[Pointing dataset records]
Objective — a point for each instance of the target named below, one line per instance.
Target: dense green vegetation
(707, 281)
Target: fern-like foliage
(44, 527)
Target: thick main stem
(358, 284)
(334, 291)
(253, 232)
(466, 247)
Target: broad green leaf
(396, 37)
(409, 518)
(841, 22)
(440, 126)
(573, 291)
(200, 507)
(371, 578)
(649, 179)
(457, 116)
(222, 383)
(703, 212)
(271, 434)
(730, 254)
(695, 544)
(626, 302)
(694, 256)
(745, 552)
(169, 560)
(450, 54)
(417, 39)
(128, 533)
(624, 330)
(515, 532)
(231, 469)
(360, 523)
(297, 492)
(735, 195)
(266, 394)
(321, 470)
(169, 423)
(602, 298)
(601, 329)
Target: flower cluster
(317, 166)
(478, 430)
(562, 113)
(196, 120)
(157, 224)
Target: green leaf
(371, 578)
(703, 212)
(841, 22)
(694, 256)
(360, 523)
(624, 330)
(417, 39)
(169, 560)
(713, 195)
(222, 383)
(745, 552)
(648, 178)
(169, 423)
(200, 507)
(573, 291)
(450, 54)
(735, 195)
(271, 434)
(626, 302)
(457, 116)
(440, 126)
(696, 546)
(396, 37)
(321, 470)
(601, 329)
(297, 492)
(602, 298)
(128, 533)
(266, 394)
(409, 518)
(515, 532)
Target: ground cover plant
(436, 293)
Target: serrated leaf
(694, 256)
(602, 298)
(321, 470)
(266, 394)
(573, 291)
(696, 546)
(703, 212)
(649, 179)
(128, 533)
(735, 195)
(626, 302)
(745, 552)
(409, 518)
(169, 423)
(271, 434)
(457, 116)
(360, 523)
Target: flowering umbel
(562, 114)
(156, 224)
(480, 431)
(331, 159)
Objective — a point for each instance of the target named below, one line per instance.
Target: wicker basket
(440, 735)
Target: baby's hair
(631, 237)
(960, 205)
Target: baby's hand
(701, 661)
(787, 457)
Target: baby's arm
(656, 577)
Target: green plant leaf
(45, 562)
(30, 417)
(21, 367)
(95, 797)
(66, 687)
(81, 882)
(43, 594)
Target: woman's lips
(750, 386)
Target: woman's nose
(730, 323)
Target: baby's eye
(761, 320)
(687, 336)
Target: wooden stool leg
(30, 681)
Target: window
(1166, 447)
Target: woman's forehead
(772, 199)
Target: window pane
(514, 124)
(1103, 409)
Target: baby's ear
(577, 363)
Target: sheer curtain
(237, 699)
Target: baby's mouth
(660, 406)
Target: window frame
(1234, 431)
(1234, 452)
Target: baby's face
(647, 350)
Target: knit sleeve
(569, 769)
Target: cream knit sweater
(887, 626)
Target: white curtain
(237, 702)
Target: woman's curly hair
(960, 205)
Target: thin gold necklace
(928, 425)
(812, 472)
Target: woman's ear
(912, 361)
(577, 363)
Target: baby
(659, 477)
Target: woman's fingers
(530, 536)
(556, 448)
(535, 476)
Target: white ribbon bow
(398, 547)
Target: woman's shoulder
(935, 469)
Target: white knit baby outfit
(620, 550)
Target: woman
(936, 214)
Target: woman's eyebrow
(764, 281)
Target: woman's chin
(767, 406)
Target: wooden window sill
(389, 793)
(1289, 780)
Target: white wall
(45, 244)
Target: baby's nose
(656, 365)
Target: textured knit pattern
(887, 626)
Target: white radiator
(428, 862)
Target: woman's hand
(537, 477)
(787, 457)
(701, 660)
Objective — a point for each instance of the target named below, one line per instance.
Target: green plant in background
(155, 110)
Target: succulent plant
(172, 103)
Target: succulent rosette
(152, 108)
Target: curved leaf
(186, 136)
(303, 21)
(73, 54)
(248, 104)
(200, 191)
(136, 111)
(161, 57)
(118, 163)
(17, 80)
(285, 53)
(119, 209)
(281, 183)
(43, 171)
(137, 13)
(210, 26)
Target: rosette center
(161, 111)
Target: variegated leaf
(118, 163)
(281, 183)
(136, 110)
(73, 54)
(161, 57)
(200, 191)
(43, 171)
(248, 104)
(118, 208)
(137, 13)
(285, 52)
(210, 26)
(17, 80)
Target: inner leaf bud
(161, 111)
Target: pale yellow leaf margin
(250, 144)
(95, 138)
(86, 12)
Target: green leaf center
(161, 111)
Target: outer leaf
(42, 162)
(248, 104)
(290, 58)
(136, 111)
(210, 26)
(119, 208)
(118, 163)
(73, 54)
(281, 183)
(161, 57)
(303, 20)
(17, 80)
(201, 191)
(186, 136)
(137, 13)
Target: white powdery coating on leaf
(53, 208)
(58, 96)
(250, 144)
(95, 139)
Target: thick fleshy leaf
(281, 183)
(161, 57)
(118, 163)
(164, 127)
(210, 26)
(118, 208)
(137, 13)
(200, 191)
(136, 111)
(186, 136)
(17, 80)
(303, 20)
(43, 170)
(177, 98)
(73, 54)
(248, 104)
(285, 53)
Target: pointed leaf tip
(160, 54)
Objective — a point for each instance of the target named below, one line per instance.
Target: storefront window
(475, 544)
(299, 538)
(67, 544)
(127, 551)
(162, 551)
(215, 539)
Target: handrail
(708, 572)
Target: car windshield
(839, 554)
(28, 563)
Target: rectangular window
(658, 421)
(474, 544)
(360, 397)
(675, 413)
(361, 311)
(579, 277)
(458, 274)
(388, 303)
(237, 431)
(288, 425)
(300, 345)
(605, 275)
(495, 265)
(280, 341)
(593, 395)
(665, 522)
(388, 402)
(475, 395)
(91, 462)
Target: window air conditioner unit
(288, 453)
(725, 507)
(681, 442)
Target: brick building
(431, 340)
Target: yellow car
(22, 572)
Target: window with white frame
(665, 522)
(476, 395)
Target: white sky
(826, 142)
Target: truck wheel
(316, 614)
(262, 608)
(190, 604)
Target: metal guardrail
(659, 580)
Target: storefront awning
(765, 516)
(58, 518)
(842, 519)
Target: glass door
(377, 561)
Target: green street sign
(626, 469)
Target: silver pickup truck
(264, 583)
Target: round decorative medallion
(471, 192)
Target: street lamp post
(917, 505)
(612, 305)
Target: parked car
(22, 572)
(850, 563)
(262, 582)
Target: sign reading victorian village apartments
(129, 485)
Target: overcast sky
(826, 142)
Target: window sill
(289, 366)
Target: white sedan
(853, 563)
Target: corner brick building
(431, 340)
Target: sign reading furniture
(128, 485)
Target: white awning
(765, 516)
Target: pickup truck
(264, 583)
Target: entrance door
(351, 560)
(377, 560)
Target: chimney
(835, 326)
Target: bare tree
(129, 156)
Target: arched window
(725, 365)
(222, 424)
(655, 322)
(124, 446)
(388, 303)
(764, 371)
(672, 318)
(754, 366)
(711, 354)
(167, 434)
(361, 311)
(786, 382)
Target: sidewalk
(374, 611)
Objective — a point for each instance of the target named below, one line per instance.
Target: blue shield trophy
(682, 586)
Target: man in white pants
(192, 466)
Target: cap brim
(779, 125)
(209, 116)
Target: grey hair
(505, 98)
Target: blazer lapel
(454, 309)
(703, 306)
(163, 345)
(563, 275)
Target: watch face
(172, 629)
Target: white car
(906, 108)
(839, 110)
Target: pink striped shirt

* Problem *
Output the lines of the records as a JSON list of strings, one string per line and no blank lines. Start at the line containing "Target: white awning" and continue through the final line of the records.

* Correct output *
[
  "Target: white awning",
  "(765, 516)",
  "Target: pickup truck",
  "(264, 583)",
  "Target: entrance door",
  "(351, 560)",
  "(377, 560)",
  "Target: chimney",
  "(835, 326)",
  "Target: bare tree",
  "(129, 156)",
  "Target: arched window",
  "(725, 365)",
  "(222, 424)",
  "(655, 322)",
  "(124, 446)",
  "(388, 303)",
  "(764, 371)",
  "(672, 318)",
  "(754, 366)",
  "(711, 354)",
  "(167, 434)",
  "(361, 311)",
  "(786, 382)",
  "Target: sidewalk",
  "(374, 611)",
  "Objective — a point for each instance of the target named below, one line per instance.",
  "Target: blue shield trophy",
  "(682, 586)",
  "Target: man in white pants",
  "(192, 466)",
  "Target: cap brim",
  "(779, 125)",
  "(209, 116)",
  "Target: grey hair",
  "(505, 98)",
  "Target: blazer lapel",
  "(454, 309)",
  "(703, 306)",
  "(163, 345)",
  "(563, 275)",
  "Target: watch face",
  "(172, 629)",
  "Target: white car",
  "(906, 108)",
  "(839, 110)",
  "Target: pink striped shirt"
]